Each record below needs to be copied out exactly as it stands.

## Material shown
● ● ●

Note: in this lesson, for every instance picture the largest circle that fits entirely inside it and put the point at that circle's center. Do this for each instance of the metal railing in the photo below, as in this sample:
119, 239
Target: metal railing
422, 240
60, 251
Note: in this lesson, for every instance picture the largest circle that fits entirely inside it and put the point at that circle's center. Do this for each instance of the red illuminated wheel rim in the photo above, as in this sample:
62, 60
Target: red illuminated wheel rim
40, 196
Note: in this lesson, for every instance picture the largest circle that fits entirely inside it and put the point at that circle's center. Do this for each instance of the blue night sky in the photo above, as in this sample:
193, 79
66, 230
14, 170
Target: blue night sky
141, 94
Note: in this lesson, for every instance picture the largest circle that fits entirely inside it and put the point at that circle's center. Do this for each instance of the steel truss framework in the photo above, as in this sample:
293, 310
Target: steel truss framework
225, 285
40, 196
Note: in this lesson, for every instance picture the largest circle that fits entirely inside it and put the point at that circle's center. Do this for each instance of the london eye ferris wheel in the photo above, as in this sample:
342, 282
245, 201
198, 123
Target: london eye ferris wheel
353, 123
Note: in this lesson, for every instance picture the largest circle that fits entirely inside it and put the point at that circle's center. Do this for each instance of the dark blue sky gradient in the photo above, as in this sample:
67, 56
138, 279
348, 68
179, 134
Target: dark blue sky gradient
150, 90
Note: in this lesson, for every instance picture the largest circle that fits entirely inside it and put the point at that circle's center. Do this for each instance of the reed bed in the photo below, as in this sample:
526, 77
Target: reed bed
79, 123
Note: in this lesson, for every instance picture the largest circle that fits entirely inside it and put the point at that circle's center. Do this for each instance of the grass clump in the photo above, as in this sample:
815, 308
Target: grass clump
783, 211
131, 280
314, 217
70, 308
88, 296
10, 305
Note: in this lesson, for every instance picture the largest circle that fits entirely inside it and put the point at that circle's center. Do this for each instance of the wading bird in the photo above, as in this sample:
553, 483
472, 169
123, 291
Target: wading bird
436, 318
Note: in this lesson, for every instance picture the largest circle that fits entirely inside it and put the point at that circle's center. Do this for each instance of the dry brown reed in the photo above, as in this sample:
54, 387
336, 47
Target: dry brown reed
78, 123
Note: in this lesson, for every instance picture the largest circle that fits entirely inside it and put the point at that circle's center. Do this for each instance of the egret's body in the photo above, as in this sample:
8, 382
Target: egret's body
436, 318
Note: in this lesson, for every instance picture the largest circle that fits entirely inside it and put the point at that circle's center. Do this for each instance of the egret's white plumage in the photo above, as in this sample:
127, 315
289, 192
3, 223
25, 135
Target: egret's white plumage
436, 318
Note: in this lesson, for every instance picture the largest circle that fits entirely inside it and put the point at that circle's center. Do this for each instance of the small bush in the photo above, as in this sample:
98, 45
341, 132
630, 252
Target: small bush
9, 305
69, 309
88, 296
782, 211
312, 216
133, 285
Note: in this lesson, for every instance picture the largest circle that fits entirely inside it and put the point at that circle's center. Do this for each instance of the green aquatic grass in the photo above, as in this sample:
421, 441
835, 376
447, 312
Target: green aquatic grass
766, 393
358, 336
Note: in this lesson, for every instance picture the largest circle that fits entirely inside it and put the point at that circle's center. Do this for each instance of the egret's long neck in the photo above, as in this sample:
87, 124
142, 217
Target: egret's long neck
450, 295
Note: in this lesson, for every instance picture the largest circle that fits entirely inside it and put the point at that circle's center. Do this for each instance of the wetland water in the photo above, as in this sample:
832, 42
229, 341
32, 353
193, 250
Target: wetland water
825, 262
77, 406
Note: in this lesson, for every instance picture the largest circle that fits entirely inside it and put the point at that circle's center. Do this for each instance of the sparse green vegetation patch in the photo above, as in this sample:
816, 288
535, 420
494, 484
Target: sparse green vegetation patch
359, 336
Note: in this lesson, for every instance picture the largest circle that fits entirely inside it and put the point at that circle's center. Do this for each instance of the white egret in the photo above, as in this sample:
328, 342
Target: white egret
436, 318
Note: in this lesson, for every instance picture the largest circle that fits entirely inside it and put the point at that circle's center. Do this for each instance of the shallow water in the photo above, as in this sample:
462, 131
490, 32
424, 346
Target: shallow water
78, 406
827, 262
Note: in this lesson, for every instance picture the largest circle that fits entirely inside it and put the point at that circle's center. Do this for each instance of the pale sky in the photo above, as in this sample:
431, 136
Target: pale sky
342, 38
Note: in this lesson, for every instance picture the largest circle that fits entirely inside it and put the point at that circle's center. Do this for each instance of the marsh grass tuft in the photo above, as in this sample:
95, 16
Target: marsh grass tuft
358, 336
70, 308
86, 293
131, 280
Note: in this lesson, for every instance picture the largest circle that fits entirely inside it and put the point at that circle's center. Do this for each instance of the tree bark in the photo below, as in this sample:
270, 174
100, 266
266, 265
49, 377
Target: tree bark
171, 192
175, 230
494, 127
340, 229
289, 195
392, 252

● ● ●

## Result of this exercise
Note: in this lesson, for every instance picture the largest circle that fits entirely inside it and put the point at that circle's center. Do this for each instance of the metal railing in the photo below, as in this sample:
119, 239
Target: metal railing
422, 240
60, 251
Note: in this lesson, for every instance picture the largest circle that fits entirely inside it and put the point at that circle's center. Do this for each instance of the red illuminated wheel rim in the photo above, as in this sample:
62, 60
Target: red illuminated wheel rim
40, 196
Note: in this lesson, for every instance picture the largest circle that fits entirely inside it and put the point at that circle's center. Do this for each instance of the blue night sky in the photo above, as in this sample:
193, 79
66, 230
14, 170
Target: blue night sky
141, 94
Note: in this lesson, for every instance picture the largest circle that fits entirely inside it and put the point at that circle's center. Do this for each instance of the steel truss framework in the photo above, as in this sample:
293, 310
Target: steel truss framework
225, 285
40, 196
Note: in this lesson, for every instance picture the largest circle that fits entirely inside it and put the point at that circle's center. Do this for each instance of the london eye ferris wheel in the photo above, as in this sample:
342, 282
245, 201
198, 123
Target: london eye ferris wheel
353, 123
Note: in this lesson, for every instance picture the largest circle that fits entirely inside it and put the point at that circle's center. Do this for each instance of the dark blue sky gradient in the photo above, as in this sample:
67, 56
138, 279
348, 68
179, 134
Target: dark blue sky gradient
150, 90
Note: in this lesson, for every instance picture the largest circle that fits entirely inside it and put the point at that circle's center. Do this for each instance of the reed bed in the photo below, as in this sample:
526, 77
Target: reed bed
79, 123
Note: in this lesson, for every instance picture the largest circle that fits entirely inside it and put the point at that circle's center. Do this for each instance of the grass clump in the photo above, as in this sample:
815, 308
Target: grass clump
783, 211
131, 280
314, 217
70, 308
88, 296
10, 305
Note: in this lesson, for every instance picture the largest circle that fits entirely inside it and put the point at that circle's center. Do this for each instance of the wading bird in the photo above, as in this sample:
553, 483
472, 169
123, 291
Target: wading bird
436, 318
Note: in this lesson, for every instance picture the largest circle that fits entirely inside it and put the point at that circle's center. Do this for each instance of the dry brown reed in the photo above, as in this sample:
54, 387
336, 47
Target: dry brown reed
78, 123
Note: in this lesson, for every instance picture the largest circle that fits entirely inside it and put the point at that circle's center. Do this for each instance of the egret's body in the photo above, as in this sample:
8, 382
Target: egret's body
436, 318
Note: in this lesson, for every instance picture the largest circle that fits entirely inside it and put the point at that circle's center. Do this for each instance of the egret's white plumage in the photo above, as in this sample:
127, 315
289, 192
3, 223
25, 135
Target: egret's white plumage
436, 318
Note: in this lesson, for every instance picture the largest circle that fits entirely inside it and put the point at that circle's center. Do this for each instance of the small bush in the photo above, as in this sample:
98, 45
341, 132
630, 252
Target: small bush
9, 305
69, 309
88, 296
782, 211
312, 216
133, 285
Note: in this lesson, for every instance picture the largest circle that fits entirely inside it and put the point at that circle's center. Do this for each instance of the green aquatic grass in the photo above, as in this sample:
421, 441
835, 376
447, 312
Target: green aquatic grass
766, 393
358, 336
Note: in this lesson, for every instance picture the largest circle that fits entirely inside it and put the point at that circle's center. Do this for each instance of the egret's long neck in the photo above, as in this sample:
87, 124
142, 217
Target: egret's long neck
450, 295
Note: in this lesson, for every instance picture the largest circle that fits entirely inside it and put the point at that circle's center. Do this for each instance of the wetland water in the photo above, as in this sample:
832, 42
229, 341
32, 353
193, 250
Target: wetland water
825, 262
77, 406
Note: in this lesson, for every instance picture the largest circle that fits entirely inside it and put the point at that circle's center. Do this for each instance of the sparse green vegetation patch in the photo above, as in this sample:
816, 288
535, 420
494, 484
Target: sparse green vegetation patch
359, 336
Note: in this lesson, for every instance picture the largest circle that fits entirely inside it and put the point at that circle's center. Do this for each instance of the white egret in the photo above, as in this sample:
328, 342
Target: white egret
436, 318
Note: in this lesson, for every instance picture the largest circle that fits entirely inside it and put the point at that circle's center. Do this for each instance of the shallow water in the photo above, as in this sample:
462, 131
490, 32
424, 346
Target: shallow water
78, 406
827, 262
Note: in this lesson, for every instance picture the largest circle that fits entirely inside it and put the point at that circle's center. Do this for each instance of the pale sky in the photo above, as in this sample:
431, 136
Target: pale sky
342, 38
Note: in this lesson, for every instance picture the largest circle that fits entirely inside it and put the point at that circle's center. Do this for each instance of the marsh grass tuft in the photo above, as in this sample:
95, 16
Target: marsh grass tuft
358, 336
70, 308
86, 293
131, 280
Note: in this lesson, for every instance picture the largest circle that fits entirely inside it and put the point at that circle's center. Do this for each instance of the tree bark in the photo below, as in this sample:
270, 174
100, 266
266, 265
49, 377
Target: tree bark
171, 192
175, 230
494, 127
340, 229
289, 195
392, 252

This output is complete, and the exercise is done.